Consigna de trabajo:
Reescribe como una lista breve el párrafo del texto sobre las víctimas del boom que comienza con «De entre las víctimas, Harss conoció». Conserva sus datos principales.

Texto del documento:
——————

VÍCTIMAS. El boom también dejó sus víctimas, sobre todo entre los escritores jóvenes, un derroche de talento en el que no todos se salvaron. “Hubo una conciencia de círculo vicioso. Los que estaban en cierta cosa y no en otra. No hay duda, la mafia, el club, entre los que se sentían brillar. No hablo de mi selección, que es secundaria. Digo entre ellos. Alrededor del boom siempre hubo esos otros, interesantes y raros, que quedaron fuera por cuestiones ajenas a su calidad”, como Felisberto Hernández que murió justo antes de empezar Harss sus entrevistas.

“Escribía en sótanos, era pianista y lo imagino siempre al teclado, proyectando sus historias en una pantalla de cine (fue acompañante de cine mudo). Juan José Saer, que me quedó bajo el radar; no había llegado a ser él todavía en los 60. En esos días empezaba Manuel Puig La traición de Rita Hayworth. Es de 1968 con la estética del cine popular y los boleros. Cabrera Infante. José Donoso. Salvador Garmendia, venezolano, el de ‘los pequeños seres’ de la vida ciudadana. Un extrañísimo novelista talmúdico argentino, Mario Satz, casi ilegible, vivía en Barcelona. Les pasó a muchos”, remata.

De entre las víctimas, Harss conoció personalmente la tristeza de un narrador de mucho valor: José María Arguedas, el novelista peruano. “Conoció el ayllu, el hogar que le dio de chico la comunidad indígena y que después perdió. Trató de evocarlo en español sin perder la magia metafórica del animismo quechua. Escribió un libro notable, autobiográfico, Los ríos profundos. Es de 1958, a orillas del boom; había leído a Joyce. Su protagonista también es un Dédalo. Había gozado de mucho prestigio en su país, pero se movía todavía dentro de algunas limitaciones del indigenismo; fue excluido explícitamente del canon, humillado en artículos y comentarios, y se mató en 1969. Dejó un diario suicida, en su última novela, inconclusa, El zorro de arriba y el zorro de abajo. Diatribas (lamentables) contra sus detractores, pero también un acercamiento a la muerte, a la tierra, a las moscas, único en la literatura de Latinoamérica. Se fue comiendo barro como vino”. Un caso de perdedor total, antes de saber quién era Harss lo recuerda sentado tocando la flauta en un rincón, en una fiesta de izquierdas en California. “Un momento de soledad tan aguda que me quedó la imagen para siempre”.

——————

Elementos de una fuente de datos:

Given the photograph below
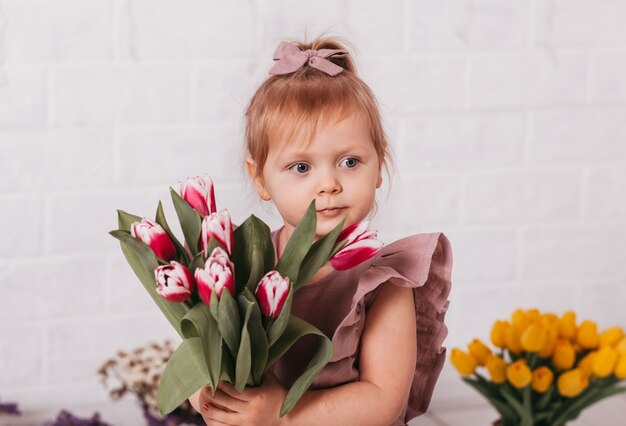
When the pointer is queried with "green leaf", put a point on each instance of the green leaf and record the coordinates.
(199, 322)
(124, 220)
(190, 221)
(298, 245)
(143, 262)
(229, 322)
(184, 374)
(253, 253)
(160, 219)
(318, 255)
(297, 328)
(277, 328)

——————

Resultado del ejercicio:
- Harss conoció personalmente la tristeza de José María Arguedas, novelista peruano y una de las víctimas del boom.
- De niño, Arguedas tuvo el ayllu, el hogar que le dio la comunidad indígena y que después perdió. Intentó evocarlo en español sin perder la magia metafórica del animismo quechua.
- Escribió *Los ríos profundos* (1958), un libro autobiográfico. Había leído a Joyce, y su protagonista también es un Dédalo.
- Gozó de mucho prestigio en su país, pero se movía dentro de algunas limitaciones del indigenismo. Fue excluido explícitamente del canon y humillado en artículos y comentarios. Se mató en 1969.
- Su última novela quedó inconclusa: *El zorro de arriba y el zorro de abajo*. Incluye un diario suicida con diatribas contra sus detractores. También ofrece un acercamiento a la muerte, a la tierra y a las moscas, único en la literatura latinoamericana.
- Harss lo recuerda tocando la flauta en un rincón durante una fiesta de izquierdas en California. Esa imagen de soledad aguda le quedó para siempre.